**Document text:**
· · ·

Me??? you have me mistaken with another member. 

still haven't got that ticket in the mail yet, the officer told me the printer wasn't working.


----------



## chattycathy (Aug 19, 2011)

You are playing with fire. Just cause your H knows it doesn't mean he knows how dangerous it could be.
Maybe you could invest in routine polygraphs to keep strong so you don't cross boundaries again.
You need something.
Will power doesn't work on its own when you have already cheated and corrupted the vows of marriage. You have to constantly look for ways to avoid temptation to be secretive.
You know that though. That is why you posted.


----------



## working_together (Oct 16, 2011)

chattycathy said:


> You are playing with fire. Just cause your H knows it doesn't mean he knows how dangerous it could be.
> Maybe you could invest in routine polygraphs to keep strong so you don't cross boundaries again.
> You need something.
> Will power doesn't work on its own when you have already cheated and corrupted the vows of marriage. You have to constantly look for ways to avoid temptation to be secretive.
> You know that though. That is why you posted.


For me it's not about "temptation", I actually had a brief convo about this with a friend of mine, she said the same thing. I do have will power, I'm not some weak sex crazed woman looking for hook ups. I don't mean to sound harsh, but I guess I'm a bit sensitive about that word. Just makes me seem like I don't have control over myself. I'm an open book now, no secrets. 

It's all about the boundaries I have to establish for myself, and I'm pretty clear about them now I think, obviously I still have work to do in this area. 

My big problem with the opposite sex is that I really can't pick up the friendly vs the hit on. Hubby has always had to point this out to me. I'm very outgoing and friendly, so I don't know if they take it the wrong way. Maybe I'm naive, but it could be that I never had many b/f's before hubby and nothing on the intimate level.


----------



## morituri (Apr 1, 2011)

working_together said:


> My big problem with the opposite sex is that I really can't pick up the friendly vs the hit on. Hubby has always had to point this out to me. I'm very outgoing and friendly, so I don't know if they take it the wrong way. Maybe I'm naive, but it could be that I never had many b/f's before hubby and nothing on the intimate level.


You may not be a sex craved woman but the guys with 10 times the amount of testosterone in their bodies than you probably are.

Complements about your looks or another guys looks are a definite no no. Guys especially attracted to a woman often react to her complements by saying to themselves "she wants me" when that is not the case.

Just some sage words from ol' mori


----------



## working_together (Oct 16, 2011)

morituri said:


> You may not be a sex craved woman but the guys with 10 times the amount of testosterone in their bodies than you probably are.

· · ·

**Actions to take:**
1. According to the forum thread, what does chattycathy suggest investing in to avoid crossing boundaries again?
2. Write the next part of the forum thread, picking up right after its final line.
You won't need the entries that come after this to do the tasks.

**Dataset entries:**
· · ·

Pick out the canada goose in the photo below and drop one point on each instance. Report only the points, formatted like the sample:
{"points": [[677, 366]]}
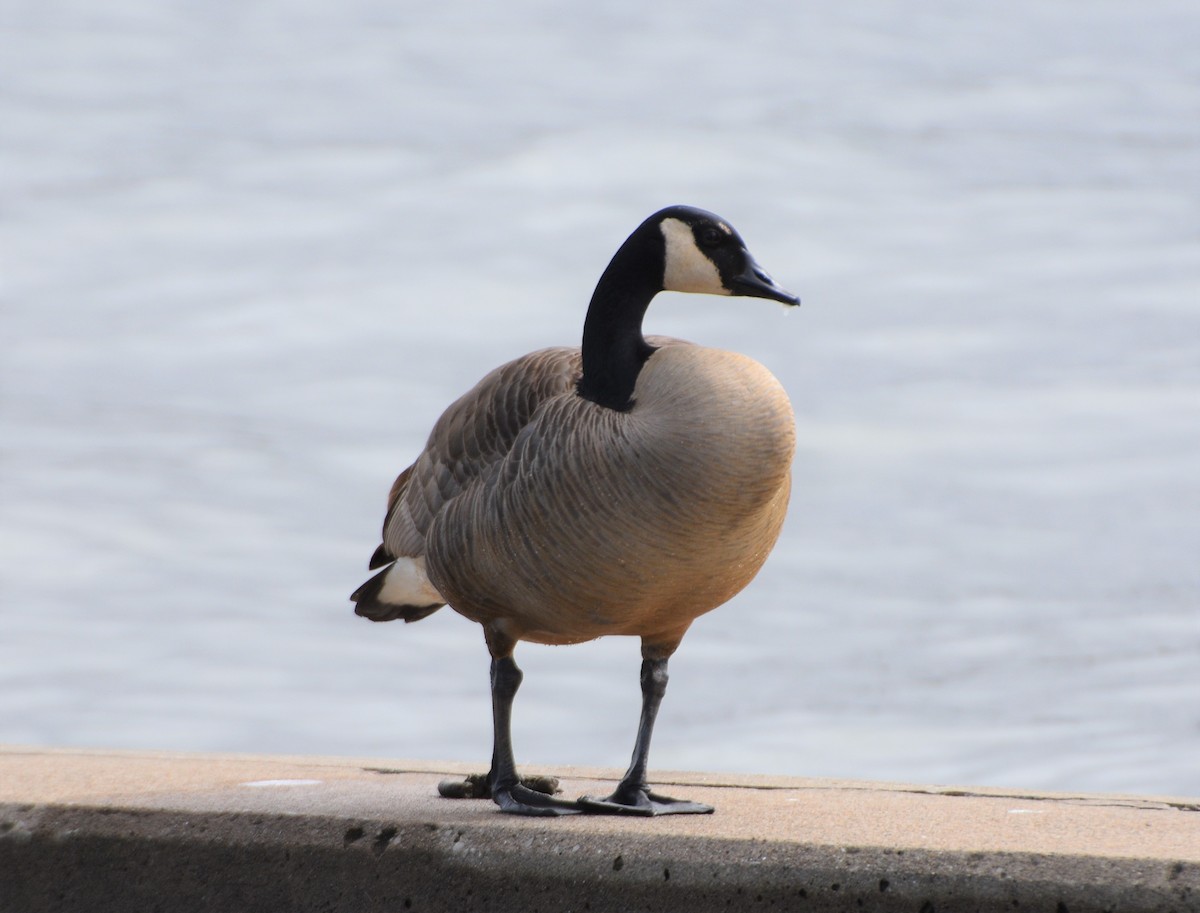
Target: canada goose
{"points": [[624, 487]]}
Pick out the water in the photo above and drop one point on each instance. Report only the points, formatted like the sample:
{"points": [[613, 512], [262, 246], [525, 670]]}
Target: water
{"points": [[250, 252]]}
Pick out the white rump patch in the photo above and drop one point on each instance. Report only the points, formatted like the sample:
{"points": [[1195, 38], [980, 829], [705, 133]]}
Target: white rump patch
{"points": [[688, 269], [406, 584]]}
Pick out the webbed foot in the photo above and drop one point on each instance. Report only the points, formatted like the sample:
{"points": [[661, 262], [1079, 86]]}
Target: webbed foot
{"points": [[519, 799], [640, 800], [479, 786]]}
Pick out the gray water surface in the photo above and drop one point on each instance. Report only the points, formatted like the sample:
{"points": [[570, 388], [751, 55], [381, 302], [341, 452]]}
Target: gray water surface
{"points": [[250, 252]]}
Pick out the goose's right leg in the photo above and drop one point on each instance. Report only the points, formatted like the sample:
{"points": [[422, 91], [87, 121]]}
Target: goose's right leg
{"points": [[507, 788]]}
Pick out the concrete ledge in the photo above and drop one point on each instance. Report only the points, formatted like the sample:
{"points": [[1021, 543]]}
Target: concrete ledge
{"points": [[138, 832]]}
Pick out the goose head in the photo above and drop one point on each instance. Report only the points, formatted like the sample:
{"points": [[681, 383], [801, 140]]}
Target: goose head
{"points": [[703, 253], [678, 248]]}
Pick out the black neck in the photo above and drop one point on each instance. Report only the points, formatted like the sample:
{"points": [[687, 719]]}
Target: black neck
{"points": [[613, 346]]}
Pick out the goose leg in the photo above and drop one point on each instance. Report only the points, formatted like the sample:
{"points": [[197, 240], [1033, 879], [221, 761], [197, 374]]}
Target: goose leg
{"points": [[507, 788], [633, 794]]}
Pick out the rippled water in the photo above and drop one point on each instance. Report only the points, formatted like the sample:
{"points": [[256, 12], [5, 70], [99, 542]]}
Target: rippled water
{"points": [[249, 253]]}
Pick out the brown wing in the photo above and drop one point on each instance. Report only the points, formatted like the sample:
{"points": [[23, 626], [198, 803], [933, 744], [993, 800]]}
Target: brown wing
{"points": [[468, 442]]}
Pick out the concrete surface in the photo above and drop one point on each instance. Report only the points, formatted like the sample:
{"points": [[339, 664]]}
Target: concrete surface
{"points": [[105, 830]]}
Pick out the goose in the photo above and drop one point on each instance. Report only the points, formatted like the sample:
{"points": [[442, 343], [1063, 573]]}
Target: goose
{"points": [[622, 487]]}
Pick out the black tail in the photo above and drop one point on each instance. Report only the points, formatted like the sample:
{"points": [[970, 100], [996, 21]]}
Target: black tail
{"points": [[369, 604]]}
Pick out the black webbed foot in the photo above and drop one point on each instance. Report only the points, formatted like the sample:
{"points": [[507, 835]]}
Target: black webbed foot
{"points": [[640, 800], [478, 786], [521, 800]]}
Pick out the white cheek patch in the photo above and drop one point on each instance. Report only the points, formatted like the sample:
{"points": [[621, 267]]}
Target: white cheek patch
{"points": [[406, 584], [687, 266]]}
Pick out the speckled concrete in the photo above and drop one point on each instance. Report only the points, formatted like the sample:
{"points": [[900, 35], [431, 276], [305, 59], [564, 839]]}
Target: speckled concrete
{"points": [[100, 832]]}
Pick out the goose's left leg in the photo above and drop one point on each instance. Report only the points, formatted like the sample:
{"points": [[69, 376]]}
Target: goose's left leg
{"points": [[633, 794]]}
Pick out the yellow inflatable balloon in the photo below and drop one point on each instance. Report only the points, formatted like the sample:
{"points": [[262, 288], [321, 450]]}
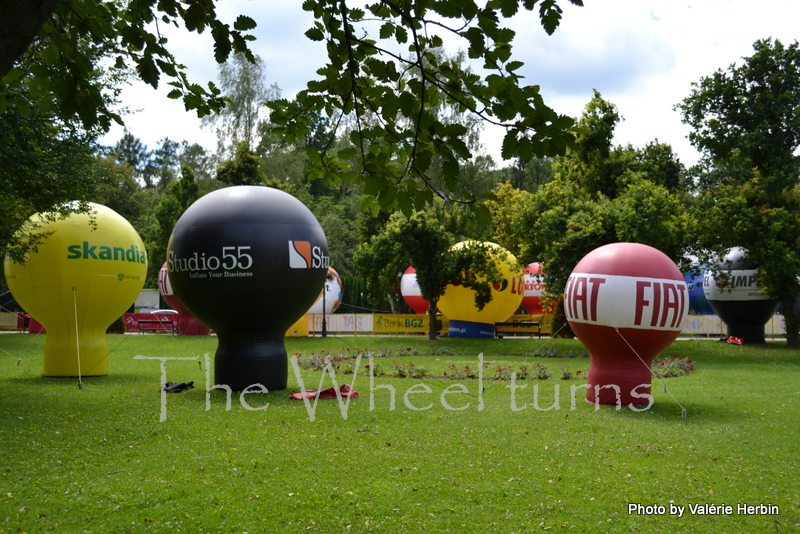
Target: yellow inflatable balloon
{"points": [[458, 302], [83, 277]]}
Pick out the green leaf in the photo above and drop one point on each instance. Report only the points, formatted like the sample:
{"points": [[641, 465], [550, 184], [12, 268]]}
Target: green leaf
{"points": [[315, 34], [408, 104], [347, 153], [508, 7], [509, 149], [244, 23], [387, 30]]}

· · ·

**Results:**
1. Routine polygraphs.

2.
> 
> Complements about your looks or another guys looks are a definite no no. Guys especially attracted to a woman often react to her complements by saying to themselves "she wants me" when that is not the case.
> 
> Just some sage words from ol' mori


I get what you are saying....I can pick up on the obvious hints, I'm not that oblivious lol. I totally agree that when the opposite sex starts making comments about looks, it's a red flag.

I have a funny story where I WAS completley oblivious. I was in college, I had this guy friend, someone I hung around with at breaks only. Anyway, he was a thalidmide sp?, in a wheel chair etc. I felt kind of bad for him because he was one of those people that always had a comment to make in class, and basically would never shut up, everyone hated him. I took pitty on him. So one day he makes this random comment "just because I'm in a wheel chair doesn't mean that certain parts don't work". I was so shocked that he said this, I said nothing, that's where problems started, I should have addressed it. I told hubby (we were dating), he was somewhat pissed, and thought the guy took advantage of my kindness, but left it at that. The guy ended up getting my home number out of the phone book, and called my mom asking for me. This went on for a few days, so hubby marched down to the college, waited for the guy to come out and basically chased him down the street threatening to kill him. I thought it was funny (the visual image only), but hubby was furious. I just wanted the guy to buzz off. He ended up calling my mom again and telling her what my husband had done etc. She felt bad too lol we got rid of him. Moral of the story is that I just don't see this sh*t coming. Of course I'm better now, wiser I guess.

And this is why I don't think people should have platonic relationships with the opposite sex.


----------



## Badblood (Oct 27, 2011)

Just admit it, Working, you are a can of gasoline looking for a box of matches. LOL


----------



## working_together (Oct 16, 2011)

Badblood said:


> Just admit it, Working, you are a can of gasoline looking for a box of matches. LOL


One word......"smokin'".....Jim Carey lol


----------



## morituri (Apr 1, 2011)

Working just buy yourself a small tazer - are they are legal in Canada? - and give yourself a zap every time you trigger. And when your hubby gets one, give him a little love zap and he just might say to you "Thanks honey. I needed that" 



> Pocket Taser Stun Gun- A Great Gift for the Wife?
> Guest Author - Victoria Abreo
> 
> This was submitted by a guy who purchased his lovely wife a "pocket Taser" for their anniversary.
> ...


:lol:


----------



## Badblood (Oct 27, 2011)

working_together said:


> One word......"smokin'".....Jim Carey lol


 You could always get his and her shocker collars, and whenever you trigger, give each other a little zap. But at this stage of your R, you would probably fry each others neck off.


----------



## working_together (Oct 16, 2011)

morituri said:


> Working just buy yourself a small tazer - are they are legal in Canada? - and give yourself a zap every time you trigger. And when your hubby gets one, give him a little love zap and he just might say to you "Thanks honey. I needed that"
> 
> 
> 
> :lol:


Phew, I thought the cat was going to be involved in the zapping.

Yeah, I think tazers are illegal here....but mace isn't. lol


----------



## working_together (Oct 16, 2011)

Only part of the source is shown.